WHAT YOU ARE ASKED TO DO :: List every line in the records that contains the string "tree", matching case exactly.

>> BEGIN SUPPLIED MATERIAL

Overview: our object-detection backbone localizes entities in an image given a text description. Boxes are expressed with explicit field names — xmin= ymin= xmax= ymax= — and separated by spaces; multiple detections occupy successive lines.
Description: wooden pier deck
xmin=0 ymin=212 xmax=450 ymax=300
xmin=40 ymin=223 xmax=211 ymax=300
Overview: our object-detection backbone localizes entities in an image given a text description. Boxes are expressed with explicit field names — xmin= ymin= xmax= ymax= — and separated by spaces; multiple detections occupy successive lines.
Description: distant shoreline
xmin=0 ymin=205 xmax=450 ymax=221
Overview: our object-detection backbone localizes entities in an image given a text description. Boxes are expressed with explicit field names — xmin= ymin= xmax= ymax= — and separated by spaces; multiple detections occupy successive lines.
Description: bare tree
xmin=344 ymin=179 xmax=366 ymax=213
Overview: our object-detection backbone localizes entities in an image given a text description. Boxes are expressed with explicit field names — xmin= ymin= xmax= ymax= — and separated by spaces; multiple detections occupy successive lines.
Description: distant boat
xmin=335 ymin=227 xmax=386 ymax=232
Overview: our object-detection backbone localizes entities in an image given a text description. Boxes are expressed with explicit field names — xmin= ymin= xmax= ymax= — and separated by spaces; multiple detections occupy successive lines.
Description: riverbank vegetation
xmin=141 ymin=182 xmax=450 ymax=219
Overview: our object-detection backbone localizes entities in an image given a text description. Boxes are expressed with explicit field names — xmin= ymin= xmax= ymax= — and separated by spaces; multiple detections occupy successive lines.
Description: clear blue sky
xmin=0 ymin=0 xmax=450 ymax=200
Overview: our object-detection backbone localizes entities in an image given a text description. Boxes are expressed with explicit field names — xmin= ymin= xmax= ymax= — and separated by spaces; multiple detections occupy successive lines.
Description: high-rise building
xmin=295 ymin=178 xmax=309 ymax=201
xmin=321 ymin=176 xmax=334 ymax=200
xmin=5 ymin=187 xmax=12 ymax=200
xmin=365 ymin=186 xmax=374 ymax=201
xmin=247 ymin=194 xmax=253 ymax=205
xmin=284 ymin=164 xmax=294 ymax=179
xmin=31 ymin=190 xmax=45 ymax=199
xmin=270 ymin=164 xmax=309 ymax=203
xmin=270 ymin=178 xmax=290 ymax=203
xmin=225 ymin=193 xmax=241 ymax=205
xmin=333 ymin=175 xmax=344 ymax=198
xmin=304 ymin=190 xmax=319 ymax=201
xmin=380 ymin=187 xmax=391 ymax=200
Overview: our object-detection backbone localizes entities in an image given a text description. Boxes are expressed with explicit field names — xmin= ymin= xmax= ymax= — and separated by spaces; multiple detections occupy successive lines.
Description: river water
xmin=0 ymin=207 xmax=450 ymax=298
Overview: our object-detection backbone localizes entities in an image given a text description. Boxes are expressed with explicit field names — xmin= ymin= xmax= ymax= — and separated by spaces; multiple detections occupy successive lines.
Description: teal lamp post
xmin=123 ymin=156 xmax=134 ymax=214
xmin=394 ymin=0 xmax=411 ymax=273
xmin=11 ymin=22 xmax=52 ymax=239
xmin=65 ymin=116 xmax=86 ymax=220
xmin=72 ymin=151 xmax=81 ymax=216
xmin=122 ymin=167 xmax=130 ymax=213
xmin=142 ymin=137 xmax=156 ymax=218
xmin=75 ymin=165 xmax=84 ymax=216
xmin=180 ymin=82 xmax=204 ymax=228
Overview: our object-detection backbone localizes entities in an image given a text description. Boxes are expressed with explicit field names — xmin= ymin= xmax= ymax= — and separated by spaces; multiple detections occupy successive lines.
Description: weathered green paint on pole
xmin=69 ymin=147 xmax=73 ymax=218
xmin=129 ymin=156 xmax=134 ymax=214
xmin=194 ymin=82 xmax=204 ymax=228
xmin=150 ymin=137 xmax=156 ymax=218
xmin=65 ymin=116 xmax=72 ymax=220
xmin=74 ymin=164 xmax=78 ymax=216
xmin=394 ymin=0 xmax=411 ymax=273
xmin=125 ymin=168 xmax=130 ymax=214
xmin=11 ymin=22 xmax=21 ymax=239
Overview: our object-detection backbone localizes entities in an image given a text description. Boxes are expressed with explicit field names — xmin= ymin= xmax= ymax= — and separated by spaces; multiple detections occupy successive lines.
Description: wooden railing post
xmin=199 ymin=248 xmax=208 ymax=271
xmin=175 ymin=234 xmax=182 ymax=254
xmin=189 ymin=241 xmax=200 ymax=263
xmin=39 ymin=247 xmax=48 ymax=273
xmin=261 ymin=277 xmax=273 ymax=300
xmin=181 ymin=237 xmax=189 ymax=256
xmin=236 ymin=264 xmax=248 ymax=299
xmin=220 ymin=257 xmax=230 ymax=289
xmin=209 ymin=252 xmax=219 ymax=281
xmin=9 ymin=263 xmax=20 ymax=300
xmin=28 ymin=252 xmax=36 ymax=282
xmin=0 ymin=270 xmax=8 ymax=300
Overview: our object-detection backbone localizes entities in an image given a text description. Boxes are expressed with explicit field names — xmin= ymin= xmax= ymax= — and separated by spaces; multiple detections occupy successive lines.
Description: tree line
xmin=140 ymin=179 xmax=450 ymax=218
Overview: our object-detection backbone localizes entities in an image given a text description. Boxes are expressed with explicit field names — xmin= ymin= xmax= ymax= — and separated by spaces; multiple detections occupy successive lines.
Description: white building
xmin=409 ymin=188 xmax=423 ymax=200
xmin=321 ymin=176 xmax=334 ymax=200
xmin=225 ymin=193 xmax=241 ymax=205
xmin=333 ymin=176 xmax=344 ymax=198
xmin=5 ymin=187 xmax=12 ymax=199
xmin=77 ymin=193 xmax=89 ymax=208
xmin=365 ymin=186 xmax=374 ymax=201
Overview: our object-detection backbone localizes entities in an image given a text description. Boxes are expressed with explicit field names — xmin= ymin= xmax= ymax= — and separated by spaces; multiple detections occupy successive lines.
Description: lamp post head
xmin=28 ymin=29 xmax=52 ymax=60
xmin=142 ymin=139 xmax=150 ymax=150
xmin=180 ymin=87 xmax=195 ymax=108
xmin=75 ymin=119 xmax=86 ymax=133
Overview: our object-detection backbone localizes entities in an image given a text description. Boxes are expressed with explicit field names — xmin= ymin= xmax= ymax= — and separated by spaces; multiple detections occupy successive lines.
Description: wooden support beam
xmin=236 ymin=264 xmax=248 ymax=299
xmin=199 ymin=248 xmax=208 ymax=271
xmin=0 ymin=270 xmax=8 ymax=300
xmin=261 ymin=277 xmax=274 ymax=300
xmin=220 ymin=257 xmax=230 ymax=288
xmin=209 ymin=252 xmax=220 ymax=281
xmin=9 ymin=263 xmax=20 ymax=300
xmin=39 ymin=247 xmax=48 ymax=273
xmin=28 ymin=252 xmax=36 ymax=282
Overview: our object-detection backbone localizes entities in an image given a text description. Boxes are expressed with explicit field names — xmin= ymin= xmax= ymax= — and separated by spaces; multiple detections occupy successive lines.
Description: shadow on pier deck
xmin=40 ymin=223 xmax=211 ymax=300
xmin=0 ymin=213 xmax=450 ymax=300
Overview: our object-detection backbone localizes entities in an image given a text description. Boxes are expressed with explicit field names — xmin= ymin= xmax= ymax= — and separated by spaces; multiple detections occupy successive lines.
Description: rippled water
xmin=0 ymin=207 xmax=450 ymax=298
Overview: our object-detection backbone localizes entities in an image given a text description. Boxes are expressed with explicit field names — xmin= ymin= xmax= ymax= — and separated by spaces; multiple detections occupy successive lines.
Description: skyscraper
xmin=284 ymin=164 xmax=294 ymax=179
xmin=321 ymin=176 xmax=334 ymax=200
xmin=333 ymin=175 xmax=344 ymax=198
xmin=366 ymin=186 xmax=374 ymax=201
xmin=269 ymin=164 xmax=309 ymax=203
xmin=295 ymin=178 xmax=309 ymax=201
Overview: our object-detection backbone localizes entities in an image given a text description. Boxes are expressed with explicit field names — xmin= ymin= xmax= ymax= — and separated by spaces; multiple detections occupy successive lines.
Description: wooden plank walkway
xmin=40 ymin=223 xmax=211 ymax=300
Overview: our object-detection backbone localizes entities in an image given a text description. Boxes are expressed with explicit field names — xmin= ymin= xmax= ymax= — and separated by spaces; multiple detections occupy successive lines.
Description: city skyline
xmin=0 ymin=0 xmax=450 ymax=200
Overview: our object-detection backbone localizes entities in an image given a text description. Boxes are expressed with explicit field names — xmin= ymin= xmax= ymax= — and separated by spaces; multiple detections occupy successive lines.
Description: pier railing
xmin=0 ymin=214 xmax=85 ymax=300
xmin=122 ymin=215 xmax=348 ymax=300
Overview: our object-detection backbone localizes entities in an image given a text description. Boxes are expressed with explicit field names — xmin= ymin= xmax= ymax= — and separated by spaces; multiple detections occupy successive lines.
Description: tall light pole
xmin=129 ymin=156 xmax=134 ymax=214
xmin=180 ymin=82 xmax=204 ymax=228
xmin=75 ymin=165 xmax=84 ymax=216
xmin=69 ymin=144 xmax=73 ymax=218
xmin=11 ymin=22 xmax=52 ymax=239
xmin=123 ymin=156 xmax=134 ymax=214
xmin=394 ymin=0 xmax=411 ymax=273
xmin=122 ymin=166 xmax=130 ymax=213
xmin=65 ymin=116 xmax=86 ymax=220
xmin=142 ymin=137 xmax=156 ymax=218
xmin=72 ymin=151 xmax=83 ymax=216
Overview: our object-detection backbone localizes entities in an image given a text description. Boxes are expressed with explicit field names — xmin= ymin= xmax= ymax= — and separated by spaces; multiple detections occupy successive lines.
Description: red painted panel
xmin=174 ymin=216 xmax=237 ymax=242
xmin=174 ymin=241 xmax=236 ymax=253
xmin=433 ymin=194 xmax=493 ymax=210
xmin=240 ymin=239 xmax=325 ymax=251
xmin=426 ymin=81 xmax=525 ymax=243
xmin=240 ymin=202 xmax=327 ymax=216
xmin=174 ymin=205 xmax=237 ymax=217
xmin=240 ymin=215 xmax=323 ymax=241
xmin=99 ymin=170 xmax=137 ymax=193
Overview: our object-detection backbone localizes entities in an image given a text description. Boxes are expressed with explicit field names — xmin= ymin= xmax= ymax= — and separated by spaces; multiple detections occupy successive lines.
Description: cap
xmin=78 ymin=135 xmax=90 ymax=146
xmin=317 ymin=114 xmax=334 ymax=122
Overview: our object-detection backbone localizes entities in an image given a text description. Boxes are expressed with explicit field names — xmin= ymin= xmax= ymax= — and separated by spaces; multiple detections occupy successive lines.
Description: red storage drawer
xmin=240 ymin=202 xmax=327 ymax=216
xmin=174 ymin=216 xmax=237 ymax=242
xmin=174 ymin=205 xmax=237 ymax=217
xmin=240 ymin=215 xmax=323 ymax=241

>> END SUPPLIED MATERIAL

REPLY TO THE TASK ::
Description: bare tree
Description: tree line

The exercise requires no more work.